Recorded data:
## Start
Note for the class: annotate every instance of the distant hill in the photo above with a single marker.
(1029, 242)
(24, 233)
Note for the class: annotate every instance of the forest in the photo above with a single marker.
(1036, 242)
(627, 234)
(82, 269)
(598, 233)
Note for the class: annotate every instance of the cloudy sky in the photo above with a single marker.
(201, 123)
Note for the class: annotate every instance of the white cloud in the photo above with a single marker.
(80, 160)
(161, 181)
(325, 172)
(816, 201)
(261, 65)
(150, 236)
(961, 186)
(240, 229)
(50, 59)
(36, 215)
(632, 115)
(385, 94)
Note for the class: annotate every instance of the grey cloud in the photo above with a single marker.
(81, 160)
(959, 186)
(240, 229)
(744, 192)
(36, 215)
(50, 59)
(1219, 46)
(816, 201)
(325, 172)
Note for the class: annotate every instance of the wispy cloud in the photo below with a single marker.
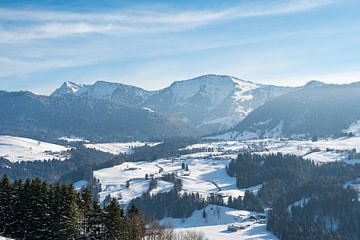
## End
Set task:
Write out all of the material again with each "annotate" switched to "mark" and nothing else changed. Leave the pictures out.

Exercise solution:
Note for the class: mark every instance of the distant hill in the photo above with a single marker.
(1029, 242)
(24, 233)
Note for the class: mark every instance of the forest in the photo above with a single marker.
(1036, 242)
(627, 234)
(82, 269)
(598, 233)
Note for the class: mark every instance of the cloudy sky in the photo above with a single marker.
(201, 123)
Note for the class: mark every instance of the white cloud in the photo above with a single marker.
(80, 160)
(161, 181)
(325, 172)
(816, 201)
(261, 65)
(150, 236)
(961, 186)
(240, 229)
(50, 59)
(36, 215)
(632, 115)
(385, 94)
Note for the class: mark every instance of the grey cloud in the photo above with a single marker.
(81, 160)
(959, 186)
(240, 229)
(744, 192)
(36, 215)
(50, 59)
(1219, 46)
(816, 201)
(325, 172)
Note for the class: mark every instance of the wispy cloud in the photo below with a single marker.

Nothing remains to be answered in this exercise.